[begin Records shown]

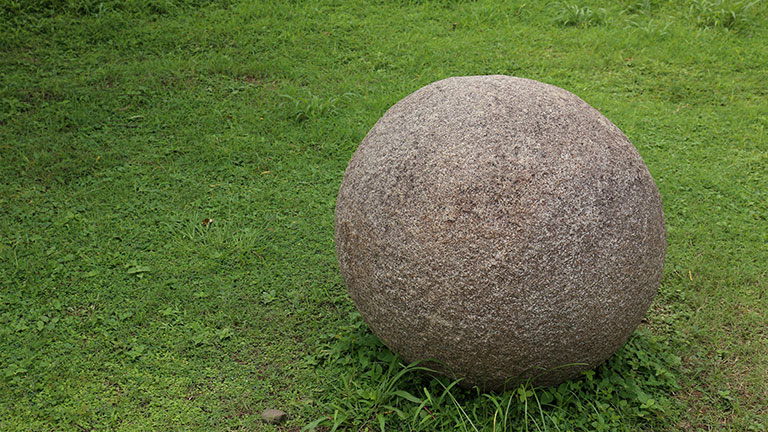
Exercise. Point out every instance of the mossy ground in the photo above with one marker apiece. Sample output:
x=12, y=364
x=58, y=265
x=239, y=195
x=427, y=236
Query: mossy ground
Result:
x=125, y=124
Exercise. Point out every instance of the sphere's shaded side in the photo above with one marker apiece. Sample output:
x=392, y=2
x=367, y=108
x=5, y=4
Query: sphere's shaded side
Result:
x=501, y=226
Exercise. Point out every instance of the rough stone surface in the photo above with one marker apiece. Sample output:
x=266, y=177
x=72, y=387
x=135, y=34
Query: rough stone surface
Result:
x=501, y=227
x=273, y=416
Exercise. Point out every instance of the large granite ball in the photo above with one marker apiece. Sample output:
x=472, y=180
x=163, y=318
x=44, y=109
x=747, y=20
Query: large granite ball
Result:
x=500, y=228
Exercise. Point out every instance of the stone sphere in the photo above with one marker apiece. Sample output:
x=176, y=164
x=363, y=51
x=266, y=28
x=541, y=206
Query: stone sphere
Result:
x=500, y=229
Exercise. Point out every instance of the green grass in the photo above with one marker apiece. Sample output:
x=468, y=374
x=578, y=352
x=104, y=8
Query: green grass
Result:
x=125, y=124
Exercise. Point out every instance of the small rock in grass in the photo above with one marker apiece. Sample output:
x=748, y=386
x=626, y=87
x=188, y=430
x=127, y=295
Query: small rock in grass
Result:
x=273, y=416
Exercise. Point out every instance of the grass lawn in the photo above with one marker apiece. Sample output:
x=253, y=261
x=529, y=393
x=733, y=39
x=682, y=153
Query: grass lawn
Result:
x=169, y=171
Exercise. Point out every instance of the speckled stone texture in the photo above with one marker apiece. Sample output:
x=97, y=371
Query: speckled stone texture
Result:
x=502, y=228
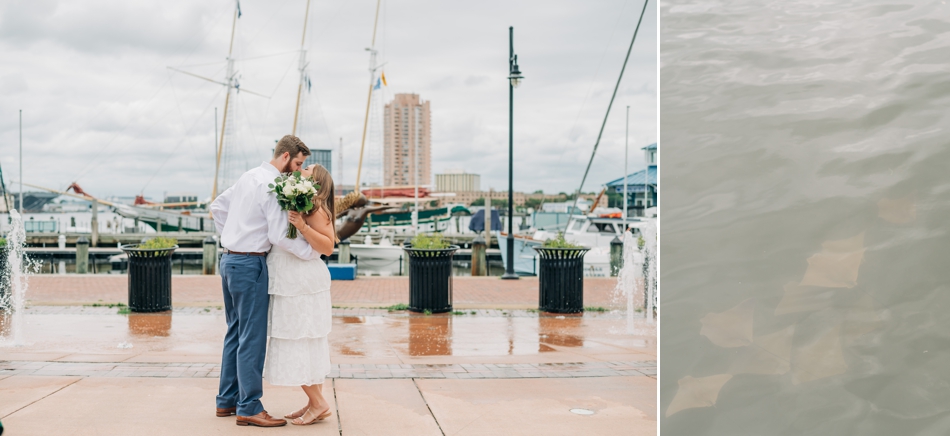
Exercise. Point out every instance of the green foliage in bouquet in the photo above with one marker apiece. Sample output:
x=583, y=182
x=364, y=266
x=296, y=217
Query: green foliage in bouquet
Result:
x=158, y=243
x=434, y=241
x=559, y=242
x=294, y=193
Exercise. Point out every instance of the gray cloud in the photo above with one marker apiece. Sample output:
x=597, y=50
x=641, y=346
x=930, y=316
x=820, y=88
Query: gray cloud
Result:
x=101, y=107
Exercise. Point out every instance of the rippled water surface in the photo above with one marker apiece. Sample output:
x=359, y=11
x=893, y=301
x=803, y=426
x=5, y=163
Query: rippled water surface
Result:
x=806, y=200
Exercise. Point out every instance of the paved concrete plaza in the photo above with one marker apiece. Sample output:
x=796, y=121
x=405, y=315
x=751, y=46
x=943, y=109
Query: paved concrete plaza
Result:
x=480, y=371
x=196, y=290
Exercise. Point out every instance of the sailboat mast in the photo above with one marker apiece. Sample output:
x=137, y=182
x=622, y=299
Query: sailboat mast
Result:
x=303, y=66
x=369, y=97
x=227, y=99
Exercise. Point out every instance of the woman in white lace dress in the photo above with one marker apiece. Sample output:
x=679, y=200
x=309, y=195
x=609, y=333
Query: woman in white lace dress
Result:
x=298, y=352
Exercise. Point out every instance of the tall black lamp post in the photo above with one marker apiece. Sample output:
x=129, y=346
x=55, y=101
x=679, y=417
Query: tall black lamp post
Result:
x=514, y=79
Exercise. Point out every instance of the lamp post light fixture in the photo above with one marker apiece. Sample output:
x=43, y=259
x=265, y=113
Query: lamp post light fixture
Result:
x=514, y=79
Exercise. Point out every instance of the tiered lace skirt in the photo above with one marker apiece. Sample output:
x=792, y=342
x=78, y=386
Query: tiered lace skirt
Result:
x=299, y=320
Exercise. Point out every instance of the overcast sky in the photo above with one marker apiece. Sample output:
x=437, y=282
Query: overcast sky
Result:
x=100, y=106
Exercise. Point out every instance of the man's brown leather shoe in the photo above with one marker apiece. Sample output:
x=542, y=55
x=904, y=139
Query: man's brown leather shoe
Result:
x=262, y=419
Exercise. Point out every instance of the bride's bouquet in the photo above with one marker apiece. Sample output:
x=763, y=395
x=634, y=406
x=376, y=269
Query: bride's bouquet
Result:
x=294, y=193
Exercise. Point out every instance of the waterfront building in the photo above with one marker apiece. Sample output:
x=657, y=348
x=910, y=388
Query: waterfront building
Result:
x=457, y=180
x=407, y=128
x=642, y=186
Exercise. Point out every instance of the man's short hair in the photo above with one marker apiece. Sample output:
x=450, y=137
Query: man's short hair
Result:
x=290, y=144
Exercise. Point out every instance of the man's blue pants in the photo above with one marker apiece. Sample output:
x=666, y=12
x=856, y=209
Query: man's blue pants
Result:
x=244, y=281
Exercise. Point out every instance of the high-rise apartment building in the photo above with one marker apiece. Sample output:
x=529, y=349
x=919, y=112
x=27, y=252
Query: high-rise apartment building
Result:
x=322, y=157
x=406, y=123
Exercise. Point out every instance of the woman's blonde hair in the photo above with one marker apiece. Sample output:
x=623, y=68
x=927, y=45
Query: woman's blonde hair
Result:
x=324, y=198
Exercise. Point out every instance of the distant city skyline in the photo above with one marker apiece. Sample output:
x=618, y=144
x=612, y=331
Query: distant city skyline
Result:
x=407, y=143
x=102, y=108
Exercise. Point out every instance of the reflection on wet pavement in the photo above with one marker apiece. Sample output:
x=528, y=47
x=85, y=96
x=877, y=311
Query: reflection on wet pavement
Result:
x=388, y=339
x=555, y=331
x=430, y=335
x=150, y=324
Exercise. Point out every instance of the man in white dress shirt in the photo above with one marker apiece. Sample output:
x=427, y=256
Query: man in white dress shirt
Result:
x=250, y=222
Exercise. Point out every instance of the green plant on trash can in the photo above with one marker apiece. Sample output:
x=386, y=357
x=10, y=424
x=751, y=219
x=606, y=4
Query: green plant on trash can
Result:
x=150, y=274
x=434, y=241
x=559, y=242
x=158, y=243
x=561, y=276
x=430, y=273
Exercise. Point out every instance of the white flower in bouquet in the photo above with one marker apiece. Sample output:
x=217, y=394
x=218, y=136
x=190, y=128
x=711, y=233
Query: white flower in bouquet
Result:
x=294, y=193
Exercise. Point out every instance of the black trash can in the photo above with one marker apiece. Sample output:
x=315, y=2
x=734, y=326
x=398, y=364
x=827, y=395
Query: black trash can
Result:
x=430, y=279
x=150, y=278
x=561, y=279
x=4, y=276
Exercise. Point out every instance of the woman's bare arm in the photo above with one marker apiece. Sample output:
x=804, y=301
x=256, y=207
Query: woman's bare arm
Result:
x=316, y=229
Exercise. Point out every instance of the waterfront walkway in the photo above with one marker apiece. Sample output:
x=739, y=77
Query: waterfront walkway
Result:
x=188, y=290
x=496, y=367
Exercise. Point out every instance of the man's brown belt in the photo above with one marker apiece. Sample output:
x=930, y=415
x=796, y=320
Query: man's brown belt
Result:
x=226, y=251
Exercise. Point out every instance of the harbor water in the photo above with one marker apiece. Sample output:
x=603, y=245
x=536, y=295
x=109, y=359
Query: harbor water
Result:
x=806, y=205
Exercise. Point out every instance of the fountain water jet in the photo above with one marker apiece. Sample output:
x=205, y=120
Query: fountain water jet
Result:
x=650, y=259
x=15, y=279
x=630, y=277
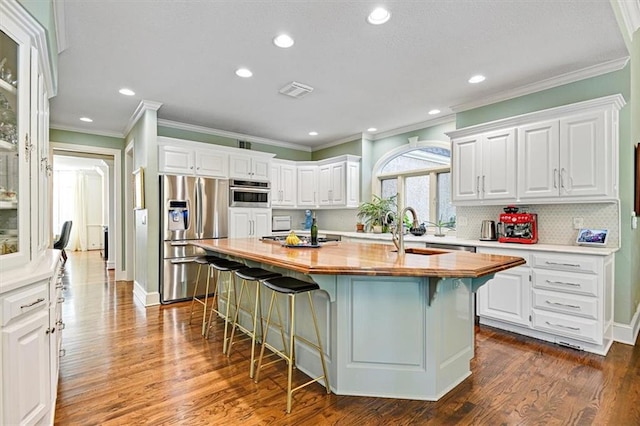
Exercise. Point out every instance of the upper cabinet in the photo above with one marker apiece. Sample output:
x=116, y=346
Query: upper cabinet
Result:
x=193, y=161
x=561, y=155
x=250, y=166
x=283, y=183
x=489, y=166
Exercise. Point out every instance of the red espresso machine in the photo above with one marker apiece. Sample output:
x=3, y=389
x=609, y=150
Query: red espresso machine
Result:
x=517, y=227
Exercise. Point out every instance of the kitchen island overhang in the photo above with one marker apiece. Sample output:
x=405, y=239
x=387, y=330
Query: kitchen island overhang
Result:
x=393, y=325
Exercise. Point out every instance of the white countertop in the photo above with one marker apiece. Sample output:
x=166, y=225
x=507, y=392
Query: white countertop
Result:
x=605, y=251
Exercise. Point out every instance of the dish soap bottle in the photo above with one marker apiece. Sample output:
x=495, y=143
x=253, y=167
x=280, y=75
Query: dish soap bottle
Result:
x=314, y=232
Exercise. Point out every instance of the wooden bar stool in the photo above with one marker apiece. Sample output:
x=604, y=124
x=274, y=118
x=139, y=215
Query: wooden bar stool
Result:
x=249, y=275
x=291, y=287
x=219, y=267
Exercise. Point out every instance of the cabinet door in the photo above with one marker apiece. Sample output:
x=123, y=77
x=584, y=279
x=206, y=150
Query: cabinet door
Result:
x=288, y=185
x=261, y=223
x=585, y=155
x=307, y=186
x=25, y=369
x=239, y=222
x=176, y=160
x=465, y=169
x=506, y=297
x=538, y=160
x=498, y=180
x=211, y=163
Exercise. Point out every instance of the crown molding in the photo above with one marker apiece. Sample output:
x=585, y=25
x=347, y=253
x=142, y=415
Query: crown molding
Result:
x=54, y=126
x=630, y=11
x=570, y=77
x=143, y=107
x=240, y=136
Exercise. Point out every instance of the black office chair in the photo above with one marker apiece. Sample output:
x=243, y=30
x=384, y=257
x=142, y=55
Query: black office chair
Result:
x=63, y=240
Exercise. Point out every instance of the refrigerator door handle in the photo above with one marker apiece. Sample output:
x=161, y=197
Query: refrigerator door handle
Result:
x=183, y=260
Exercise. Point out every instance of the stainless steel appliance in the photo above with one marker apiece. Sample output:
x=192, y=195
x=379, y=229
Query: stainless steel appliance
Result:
x=249, y=193
x=488, y=231
x=192, y=208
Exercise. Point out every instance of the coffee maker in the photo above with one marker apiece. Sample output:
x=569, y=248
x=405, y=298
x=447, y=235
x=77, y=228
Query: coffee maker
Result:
x=517, y=227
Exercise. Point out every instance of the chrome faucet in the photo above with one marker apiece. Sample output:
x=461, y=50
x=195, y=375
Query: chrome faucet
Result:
x=397, y=234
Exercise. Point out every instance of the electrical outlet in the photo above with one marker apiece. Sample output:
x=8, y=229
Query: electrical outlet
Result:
x=578, y=222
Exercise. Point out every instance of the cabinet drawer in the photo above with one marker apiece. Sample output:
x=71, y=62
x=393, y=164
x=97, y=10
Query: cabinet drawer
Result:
x=583, y=264
x=23, y=301
x=566, y=282
x=565, y=303
x=578, y=328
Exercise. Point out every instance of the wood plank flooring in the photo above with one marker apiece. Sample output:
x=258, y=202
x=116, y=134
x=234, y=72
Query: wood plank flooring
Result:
x=127, y=364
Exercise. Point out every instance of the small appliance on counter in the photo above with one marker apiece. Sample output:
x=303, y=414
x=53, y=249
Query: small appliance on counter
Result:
x=515, y=227
x=488, y=231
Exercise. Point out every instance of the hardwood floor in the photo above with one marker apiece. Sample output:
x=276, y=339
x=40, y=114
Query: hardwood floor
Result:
x=127, y=364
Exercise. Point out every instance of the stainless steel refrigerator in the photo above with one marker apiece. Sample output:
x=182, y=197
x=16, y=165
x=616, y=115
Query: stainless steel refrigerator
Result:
x=192, y=208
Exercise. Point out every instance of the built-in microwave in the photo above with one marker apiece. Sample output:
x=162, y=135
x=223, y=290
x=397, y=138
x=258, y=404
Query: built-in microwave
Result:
x=249, y=193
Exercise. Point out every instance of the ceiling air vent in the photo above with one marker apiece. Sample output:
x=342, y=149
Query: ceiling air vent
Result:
x=296, y=90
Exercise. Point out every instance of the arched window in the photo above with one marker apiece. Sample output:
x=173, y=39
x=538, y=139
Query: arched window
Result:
x=420, y=174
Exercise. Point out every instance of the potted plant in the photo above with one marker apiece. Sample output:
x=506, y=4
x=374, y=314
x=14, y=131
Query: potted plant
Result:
x=373, y=213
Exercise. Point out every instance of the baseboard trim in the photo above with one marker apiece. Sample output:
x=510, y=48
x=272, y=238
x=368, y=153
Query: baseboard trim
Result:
x=147, y=299
x=627, y=333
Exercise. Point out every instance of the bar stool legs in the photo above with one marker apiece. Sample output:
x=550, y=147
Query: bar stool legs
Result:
x=291, y=287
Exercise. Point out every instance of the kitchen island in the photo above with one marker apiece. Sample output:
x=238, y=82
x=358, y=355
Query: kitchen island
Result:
x=392, y=325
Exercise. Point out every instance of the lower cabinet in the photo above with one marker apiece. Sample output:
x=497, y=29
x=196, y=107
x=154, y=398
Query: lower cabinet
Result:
x=249, y=222
x=30, y=351
x=558, y=297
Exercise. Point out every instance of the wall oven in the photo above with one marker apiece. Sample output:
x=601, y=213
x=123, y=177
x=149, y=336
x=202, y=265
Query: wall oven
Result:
x=249, y=193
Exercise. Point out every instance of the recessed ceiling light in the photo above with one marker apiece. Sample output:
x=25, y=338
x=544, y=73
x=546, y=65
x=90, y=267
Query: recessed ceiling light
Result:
x=378, y=16
x=477, y=79
x=283, y=40
x=243, y=72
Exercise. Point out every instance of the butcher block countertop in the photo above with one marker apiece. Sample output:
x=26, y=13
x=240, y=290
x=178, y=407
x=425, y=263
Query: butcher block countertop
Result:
x=345, y=258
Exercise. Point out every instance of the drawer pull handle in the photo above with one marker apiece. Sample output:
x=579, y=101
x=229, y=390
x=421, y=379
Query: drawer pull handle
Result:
x=563, y=326
x=564, y=305
x=573, y=265
x=39, y=300
x=563, y=283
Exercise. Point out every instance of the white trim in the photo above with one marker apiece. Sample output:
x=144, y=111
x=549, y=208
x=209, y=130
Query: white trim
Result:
x=232, y=135
x=147, y=299
x=142, y=107
x=627, y=333
x=612, y=101
x=630, y=11
x=87, y=131
x=120, y=274
x=570, y=77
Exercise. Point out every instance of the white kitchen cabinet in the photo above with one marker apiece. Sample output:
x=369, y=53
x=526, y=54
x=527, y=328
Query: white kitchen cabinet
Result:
x=204, y=162
x=561, y=298
x=307, y=186
x=249, y=222
x=283, y=183
x=570, y=157
x=484, y=167
x=245, y=166
x=506, y=297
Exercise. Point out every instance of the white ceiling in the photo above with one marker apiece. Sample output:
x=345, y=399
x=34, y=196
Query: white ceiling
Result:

[end Records shown]

Give the data from the line with "Exercise. Point out every instance of the large" to the line with "x=500, y=229", both ends included, as a Markdown table with the columns Row and Line. Number each line and leave out blank lines.

| Row | Line |
|---|---|
| 1 | Exercise. Point out every instance of the large granite ball in the photo above with one marker apiece. Sample output: |
| 2 | x=472, y=180 |
| 3 | x=163, y=318 |
| 4 | x=44, y=109 |
| 5 | x=747, y=20 |
| 6 | Query: large granite ball |
| 7 | Result: |
| 8 | x=500, y=228 |
| 9 | Exercise. Point out every instance of the stone sphere in the photo above with one marker apiece. Sample output: |
| 10 | x=176, y=164 |
| 11 | x=363, y=51 |
| 12 | x=266, y=28 |
| 13 | x=541, y=206 |
| 14 | Query: stone sphere |
| 15 | Result: |
| 16 | x=500, y=229 |